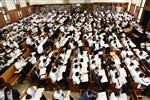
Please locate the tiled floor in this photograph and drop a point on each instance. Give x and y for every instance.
(48, 94)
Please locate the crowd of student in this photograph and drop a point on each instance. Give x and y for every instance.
(82, 46)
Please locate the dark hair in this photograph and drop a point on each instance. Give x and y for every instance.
(76, 61)
(131, 64)
(7, 89)
(54, 70)
(93, 61)
(117, 93)
(81, 60)
(28, 96)
(89, 92)
(141, 75)
(76, 66)
(77, 74)
(137, 69)
(44, 60)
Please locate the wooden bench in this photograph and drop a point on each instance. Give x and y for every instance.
(9, 76)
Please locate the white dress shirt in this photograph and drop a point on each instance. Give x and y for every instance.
(53, 76)
(76, 79)
(59, 95)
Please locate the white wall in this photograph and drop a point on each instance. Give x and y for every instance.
(138, 3)
(110, 0)
(133, 1)
(10, 4)
(22, 3)
(77, 1)
(32, 2)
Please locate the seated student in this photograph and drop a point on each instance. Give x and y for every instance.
(2, 93)
(32, 90)
(32, 59)
(20, 63)
(89, 95)
(140, 80)
(35, 76)
(115, 95)
(146, 62)
(76, 78)
(29, 41)
(27, 97)
(53, 75)
(42, 63)
(11, 94)
(58, 94)
(40, 48)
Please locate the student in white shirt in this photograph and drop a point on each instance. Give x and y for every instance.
(20, 63)
(53, 75)
(42, 63)
(2, 95)
(139, 80)
(40, 47)
(114, 95)
(32, 59)
(76, 78)
(32, 90)
(58, 94)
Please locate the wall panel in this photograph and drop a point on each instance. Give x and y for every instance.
(13, 15)
(25, 11)
(10, 4)
(132, 8)
(2, 20)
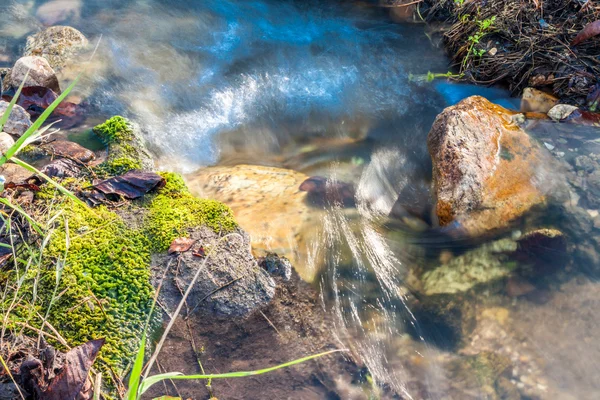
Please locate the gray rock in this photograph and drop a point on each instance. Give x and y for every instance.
(40, 74)
(19, 120)
(584, 163)
(561, 111)
(486, 172)
(231, 283)
(276, 265)
(6, 141)
(593, 192)
(56, 44)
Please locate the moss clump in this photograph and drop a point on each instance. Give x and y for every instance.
(174, 185)
(174, 210)
(106, 281)
(114, 130)
(104, 285)
(126, 151)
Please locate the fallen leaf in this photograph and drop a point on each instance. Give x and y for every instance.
(181, 245)
(28, 186)
(590, 30)
(131, 185)
(71, 380)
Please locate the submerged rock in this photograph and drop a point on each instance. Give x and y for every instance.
(40, 74)
(484, 264)
(19, 120)
(561, 111)
(56, 44)
(487, 171)
(268, 204)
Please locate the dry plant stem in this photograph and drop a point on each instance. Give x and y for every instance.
(182, 303)
(5, 367)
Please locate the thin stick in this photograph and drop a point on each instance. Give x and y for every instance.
(211, 293)
(182, 303)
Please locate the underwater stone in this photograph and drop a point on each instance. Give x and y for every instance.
(19, 120)
(40, 74)
(484, 264)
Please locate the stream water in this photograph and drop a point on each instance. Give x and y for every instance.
(322, 87)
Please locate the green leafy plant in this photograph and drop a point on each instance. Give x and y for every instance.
(483, 28)
(32, 134)
(139, 382)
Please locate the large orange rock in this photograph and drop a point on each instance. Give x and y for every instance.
(487, 171)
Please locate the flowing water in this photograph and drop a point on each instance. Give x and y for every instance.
(325, 88)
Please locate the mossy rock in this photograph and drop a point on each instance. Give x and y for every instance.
(126, 148)
(103, 260)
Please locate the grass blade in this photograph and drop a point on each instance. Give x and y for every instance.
(136, 372)
(18, 209)
(14, 149)
(49, 180)
(152, 380)
(12, 103)
(11, 377)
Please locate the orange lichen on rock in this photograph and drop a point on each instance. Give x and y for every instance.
(487, 170)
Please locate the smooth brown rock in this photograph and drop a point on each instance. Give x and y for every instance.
(487, 171)
(40, 74)
(57, 44)
(534, 100)
(64, 148)
(268, 204)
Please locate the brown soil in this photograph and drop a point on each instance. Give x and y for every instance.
(292, 326)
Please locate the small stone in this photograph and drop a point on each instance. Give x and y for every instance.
(40, 74)
(57, 44)
(6, 141)
(276, 265)
(561, 111)
(585, 163)
(534, 100)
(19, 120)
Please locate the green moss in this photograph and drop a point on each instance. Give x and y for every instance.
(106, 264)
(174, 210)
(125, 152)
(174, 183)
(116, 129)
(105, 286)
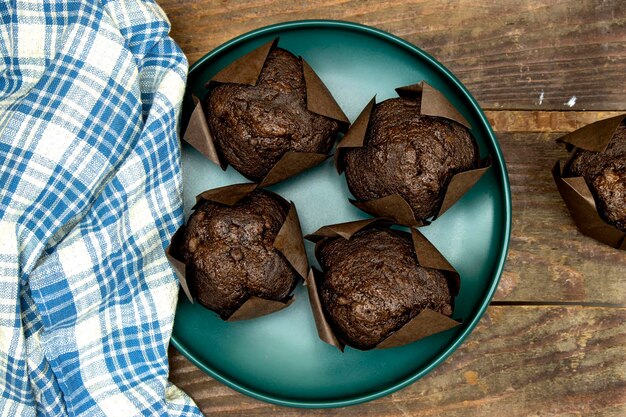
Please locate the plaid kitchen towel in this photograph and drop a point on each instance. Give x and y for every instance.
(90, 189)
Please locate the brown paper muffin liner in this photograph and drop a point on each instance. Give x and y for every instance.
(288, 241)
(426, 323)
(394, 206)
(575, 191)
(246, 70)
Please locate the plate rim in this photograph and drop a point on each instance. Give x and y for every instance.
(506, 189)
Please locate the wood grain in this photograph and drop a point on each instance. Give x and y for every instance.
(549, 259)
(520, 361)
(544, 121)
(534, 54)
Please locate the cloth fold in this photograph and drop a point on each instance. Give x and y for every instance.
(90, 192)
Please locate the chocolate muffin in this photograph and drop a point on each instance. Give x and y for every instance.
(373, 285)
(605, 175)
(229, 252)
(409, 154)
(254, 126)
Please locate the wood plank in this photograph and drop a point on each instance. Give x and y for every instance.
(520, 361)
(544, 121)
(533, 54)
(549, 259)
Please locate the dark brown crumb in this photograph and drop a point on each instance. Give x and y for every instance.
(605, 175)
(373, 285)
(411, 155)
(254, 126)
(230, 255)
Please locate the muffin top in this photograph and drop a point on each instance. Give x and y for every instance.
(373, 285)
(605, 175)
(409, 154)
(230, 256)
(254, 126)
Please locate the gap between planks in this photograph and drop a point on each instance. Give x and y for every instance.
(536, 121)
(505, 303)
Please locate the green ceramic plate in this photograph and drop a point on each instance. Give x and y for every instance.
(279, 358)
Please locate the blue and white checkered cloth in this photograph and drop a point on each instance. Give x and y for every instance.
(90, 190)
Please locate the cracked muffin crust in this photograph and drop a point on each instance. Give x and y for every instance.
(605, 175)
(409, 154)
(254, 126)
(373, 285)
(230, 255)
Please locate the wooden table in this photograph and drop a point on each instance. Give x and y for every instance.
(553, 342)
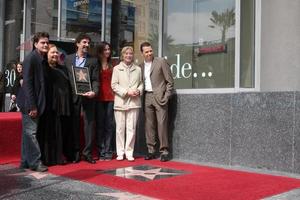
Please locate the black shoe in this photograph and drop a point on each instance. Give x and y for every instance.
(164, 158)
(150, 156)
(76, 158)
(89, 159)
(40, 168)
(23, 166)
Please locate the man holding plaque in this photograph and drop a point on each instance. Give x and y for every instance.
(83, 73)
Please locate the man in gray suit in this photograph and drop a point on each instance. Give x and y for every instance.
(85, 101)
(158, 85)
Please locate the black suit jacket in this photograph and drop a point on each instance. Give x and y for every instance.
(92, 64)
(32, 93)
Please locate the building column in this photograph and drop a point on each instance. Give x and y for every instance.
(2, 19)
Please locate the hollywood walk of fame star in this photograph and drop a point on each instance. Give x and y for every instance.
(81, 76)
(36, 175)
(125, 196)
(148, 174)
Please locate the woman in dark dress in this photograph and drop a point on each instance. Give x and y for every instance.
(17, 85)
(55, 122)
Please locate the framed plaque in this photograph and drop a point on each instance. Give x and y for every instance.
(82, 81)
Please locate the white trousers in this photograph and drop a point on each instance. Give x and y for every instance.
(126, 123)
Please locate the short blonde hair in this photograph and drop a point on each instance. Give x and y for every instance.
(124, 49)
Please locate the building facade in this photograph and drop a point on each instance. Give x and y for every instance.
(235, 64)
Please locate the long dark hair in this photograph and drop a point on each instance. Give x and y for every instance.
(100, 51)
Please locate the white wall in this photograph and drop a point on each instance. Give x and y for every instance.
(280, 45)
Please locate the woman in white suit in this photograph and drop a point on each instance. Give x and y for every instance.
(127, 85)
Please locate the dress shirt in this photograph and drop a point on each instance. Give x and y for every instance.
(148, 85)
(80, 61)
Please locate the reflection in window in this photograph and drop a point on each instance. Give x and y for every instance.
(132, 24)
(247, 44)
(81, 16)
(44, 17)
(199, 42)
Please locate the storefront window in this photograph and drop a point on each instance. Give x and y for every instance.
(133, 22)
(247, 57)
(81, 16)
(44, 17)
(199, 42)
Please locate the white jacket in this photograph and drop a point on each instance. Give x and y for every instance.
(124, 78)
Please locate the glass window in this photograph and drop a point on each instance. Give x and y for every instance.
(81, 16)
(199, 42)
(247, 59)
(44, 17)
(131, 24)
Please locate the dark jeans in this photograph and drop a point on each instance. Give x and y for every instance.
(105, 127)
(30, 149)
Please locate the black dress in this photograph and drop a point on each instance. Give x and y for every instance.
(55, 123)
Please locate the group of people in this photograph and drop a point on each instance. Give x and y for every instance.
(52, 110)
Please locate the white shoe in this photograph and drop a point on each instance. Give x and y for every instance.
(120, 158)
(130, 158)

_Exercise directions_. Return precisely the lines of the records, starting with the line that holds "Please locate the dark jeans" and ending with the last one.

_Exercise response_.
Please locate the dark jeans in this photograph and drop a point on each instance. Give x and y for every instance.
(105, 127)
(30, 149)
Please locate the black dress in this photograph and drop a point on each instance. Give x and y for every instance.
(55, 123)
Please locate the group of people in this photograph and drop a point on each instance. Give x and y for every instance.
(52, 110)
Please locate the white shoe in this photograph and drop a point on each instance. Give x and y for every instance.
(120, 158)
(130, 158)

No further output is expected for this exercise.